Task objective - Check every line of the listing below for the word "simplified" and give the number of lines where it appears, with nothing added.

Given data -
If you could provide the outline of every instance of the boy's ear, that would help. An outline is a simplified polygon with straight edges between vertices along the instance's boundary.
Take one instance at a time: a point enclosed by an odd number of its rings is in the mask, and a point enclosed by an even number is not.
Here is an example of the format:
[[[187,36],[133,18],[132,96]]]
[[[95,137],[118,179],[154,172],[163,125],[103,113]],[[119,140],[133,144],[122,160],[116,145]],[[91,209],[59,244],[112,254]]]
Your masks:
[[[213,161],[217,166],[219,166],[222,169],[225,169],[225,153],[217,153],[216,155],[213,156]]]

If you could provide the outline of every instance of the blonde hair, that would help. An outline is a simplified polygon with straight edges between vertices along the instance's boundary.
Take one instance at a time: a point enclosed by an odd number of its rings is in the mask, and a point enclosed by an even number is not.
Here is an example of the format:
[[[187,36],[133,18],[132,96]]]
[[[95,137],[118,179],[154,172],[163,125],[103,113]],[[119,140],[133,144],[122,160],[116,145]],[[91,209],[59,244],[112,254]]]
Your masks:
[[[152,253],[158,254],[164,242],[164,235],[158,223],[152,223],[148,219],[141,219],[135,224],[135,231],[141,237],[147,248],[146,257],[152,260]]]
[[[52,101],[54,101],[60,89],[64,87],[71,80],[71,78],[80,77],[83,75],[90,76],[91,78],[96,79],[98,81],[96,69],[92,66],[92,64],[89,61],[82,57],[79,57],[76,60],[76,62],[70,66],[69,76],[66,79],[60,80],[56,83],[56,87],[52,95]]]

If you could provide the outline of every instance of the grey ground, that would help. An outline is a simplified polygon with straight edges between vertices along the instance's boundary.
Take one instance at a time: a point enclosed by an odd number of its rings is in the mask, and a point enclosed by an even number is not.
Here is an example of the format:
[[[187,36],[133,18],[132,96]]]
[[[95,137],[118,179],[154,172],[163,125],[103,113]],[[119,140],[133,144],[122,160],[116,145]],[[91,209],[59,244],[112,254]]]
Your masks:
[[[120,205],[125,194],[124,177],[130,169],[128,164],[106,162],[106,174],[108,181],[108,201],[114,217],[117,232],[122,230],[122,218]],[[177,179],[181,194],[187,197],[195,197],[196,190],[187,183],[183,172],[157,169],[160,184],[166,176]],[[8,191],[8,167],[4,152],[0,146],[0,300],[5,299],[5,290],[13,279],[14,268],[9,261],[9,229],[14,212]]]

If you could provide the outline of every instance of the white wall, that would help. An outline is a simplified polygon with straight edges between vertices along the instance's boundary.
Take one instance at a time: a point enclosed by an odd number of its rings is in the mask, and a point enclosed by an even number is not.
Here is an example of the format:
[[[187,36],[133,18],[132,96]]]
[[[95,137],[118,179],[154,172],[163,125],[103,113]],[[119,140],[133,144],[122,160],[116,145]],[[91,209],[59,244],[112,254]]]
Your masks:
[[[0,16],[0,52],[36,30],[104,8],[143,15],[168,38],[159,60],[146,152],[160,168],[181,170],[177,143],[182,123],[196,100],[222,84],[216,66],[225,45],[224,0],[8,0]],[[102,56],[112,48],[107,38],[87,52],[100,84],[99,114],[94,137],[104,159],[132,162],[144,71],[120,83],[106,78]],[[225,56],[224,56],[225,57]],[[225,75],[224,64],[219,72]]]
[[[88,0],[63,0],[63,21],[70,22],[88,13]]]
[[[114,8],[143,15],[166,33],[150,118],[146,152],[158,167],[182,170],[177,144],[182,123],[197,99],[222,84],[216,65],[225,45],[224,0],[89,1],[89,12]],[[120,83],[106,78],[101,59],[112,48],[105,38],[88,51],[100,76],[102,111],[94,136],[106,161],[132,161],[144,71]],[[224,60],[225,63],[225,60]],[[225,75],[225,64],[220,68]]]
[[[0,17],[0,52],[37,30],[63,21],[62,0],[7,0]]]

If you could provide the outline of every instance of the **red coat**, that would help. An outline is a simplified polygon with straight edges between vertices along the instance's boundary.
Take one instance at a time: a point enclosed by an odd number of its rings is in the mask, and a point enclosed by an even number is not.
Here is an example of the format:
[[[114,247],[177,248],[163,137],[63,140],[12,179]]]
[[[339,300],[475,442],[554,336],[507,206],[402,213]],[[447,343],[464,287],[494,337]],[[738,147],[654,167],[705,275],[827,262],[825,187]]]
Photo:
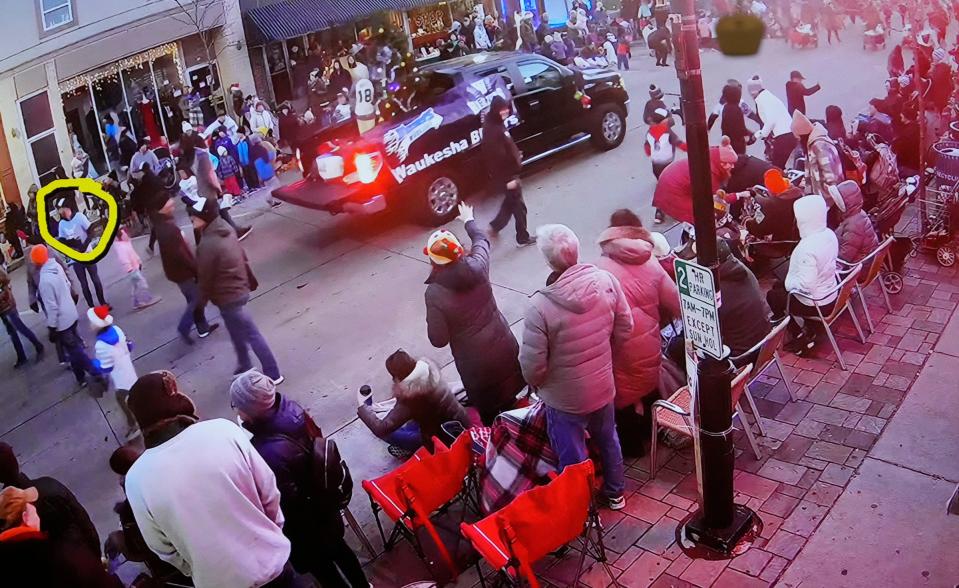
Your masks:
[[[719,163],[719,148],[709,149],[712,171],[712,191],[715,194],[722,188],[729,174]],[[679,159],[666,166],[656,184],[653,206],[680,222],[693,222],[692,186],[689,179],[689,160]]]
* * *
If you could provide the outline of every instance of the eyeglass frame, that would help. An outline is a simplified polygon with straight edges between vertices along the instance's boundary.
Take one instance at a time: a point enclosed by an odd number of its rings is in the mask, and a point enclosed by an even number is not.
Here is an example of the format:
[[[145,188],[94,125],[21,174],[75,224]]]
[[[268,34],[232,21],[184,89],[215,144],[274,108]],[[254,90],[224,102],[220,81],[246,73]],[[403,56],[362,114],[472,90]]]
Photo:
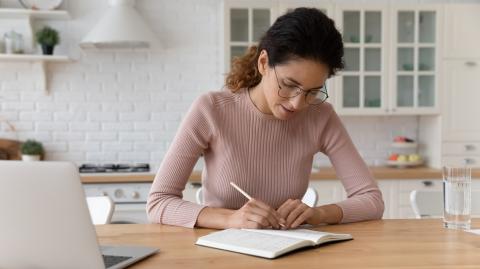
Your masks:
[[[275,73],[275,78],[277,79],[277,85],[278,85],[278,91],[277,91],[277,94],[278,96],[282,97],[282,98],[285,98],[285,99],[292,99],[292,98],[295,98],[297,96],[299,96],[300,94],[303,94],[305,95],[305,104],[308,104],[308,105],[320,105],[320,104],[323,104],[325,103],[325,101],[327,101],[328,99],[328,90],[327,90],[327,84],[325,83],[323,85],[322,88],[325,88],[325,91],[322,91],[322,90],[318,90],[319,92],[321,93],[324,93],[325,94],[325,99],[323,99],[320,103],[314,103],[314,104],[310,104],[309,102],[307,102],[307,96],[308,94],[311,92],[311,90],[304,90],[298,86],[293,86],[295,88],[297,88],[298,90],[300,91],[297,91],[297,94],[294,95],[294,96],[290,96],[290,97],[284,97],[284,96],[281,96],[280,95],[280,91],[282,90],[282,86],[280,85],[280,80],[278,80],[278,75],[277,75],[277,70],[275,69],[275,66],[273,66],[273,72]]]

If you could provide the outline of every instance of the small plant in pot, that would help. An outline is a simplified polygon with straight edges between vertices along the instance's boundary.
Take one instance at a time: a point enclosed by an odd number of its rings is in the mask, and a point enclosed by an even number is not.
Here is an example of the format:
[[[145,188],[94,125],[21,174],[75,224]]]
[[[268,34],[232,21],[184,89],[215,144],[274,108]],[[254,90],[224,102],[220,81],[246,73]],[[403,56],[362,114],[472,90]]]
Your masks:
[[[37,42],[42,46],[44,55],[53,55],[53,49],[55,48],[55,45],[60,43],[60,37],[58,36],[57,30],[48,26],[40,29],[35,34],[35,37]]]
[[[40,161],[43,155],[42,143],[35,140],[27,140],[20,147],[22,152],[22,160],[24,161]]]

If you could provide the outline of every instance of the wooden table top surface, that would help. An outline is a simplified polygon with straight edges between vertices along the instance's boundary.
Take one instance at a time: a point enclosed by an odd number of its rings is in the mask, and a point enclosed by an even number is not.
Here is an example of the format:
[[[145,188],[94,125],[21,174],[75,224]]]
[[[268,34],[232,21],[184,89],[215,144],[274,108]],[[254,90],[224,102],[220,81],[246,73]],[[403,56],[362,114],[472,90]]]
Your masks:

Problem solution - 8